* **Description of the task**:
Given the listing below, write out exactly the lines starting with the line that has "In the photo below, where" and going on through the line that has "In the photo above, where can the overcast", both kept.

************

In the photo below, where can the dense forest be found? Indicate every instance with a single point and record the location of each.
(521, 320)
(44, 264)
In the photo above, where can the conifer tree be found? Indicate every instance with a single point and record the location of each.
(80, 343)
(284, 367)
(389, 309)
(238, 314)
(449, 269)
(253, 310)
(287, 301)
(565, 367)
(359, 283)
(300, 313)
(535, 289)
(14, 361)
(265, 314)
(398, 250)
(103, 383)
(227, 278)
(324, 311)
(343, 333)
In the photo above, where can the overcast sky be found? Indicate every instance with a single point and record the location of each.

************

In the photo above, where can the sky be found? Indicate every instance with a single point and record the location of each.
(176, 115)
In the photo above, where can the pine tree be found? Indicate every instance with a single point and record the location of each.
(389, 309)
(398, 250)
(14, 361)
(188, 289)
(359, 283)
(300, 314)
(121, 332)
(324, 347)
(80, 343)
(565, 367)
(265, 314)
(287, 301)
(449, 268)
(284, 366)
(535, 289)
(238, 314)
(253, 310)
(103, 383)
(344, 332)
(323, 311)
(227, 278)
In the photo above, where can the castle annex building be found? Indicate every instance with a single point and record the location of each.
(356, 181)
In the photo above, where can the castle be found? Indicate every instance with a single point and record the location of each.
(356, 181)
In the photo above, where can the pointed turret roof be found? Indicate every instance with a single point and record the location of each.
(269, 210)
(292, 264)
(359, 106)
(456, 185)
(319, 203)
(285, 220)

************

* **Solution**:
In the photo below, where can the dense forest be found? Indicate every instance with a single point and record the location of each.
(521, 320)
(44, 264)
In the photo above, where can the conifer tree be found? Indicate every instance with a single point and record the location of each.
(80, 343)
(284, 367)
(389, 309)
(238, 314)
(449, 269)
(253, 310)
(287, 301)
(565, 367)
(359, 283)
(300, 313)
(535, 289)
(14, 361)
(265, 314)
(398, 250)
(103, 383)
(227, 278)
(324, 311)
(343, 333)
In the photo above, where can the overcast sky be found? Indicate every instance with a single point and record the location of each.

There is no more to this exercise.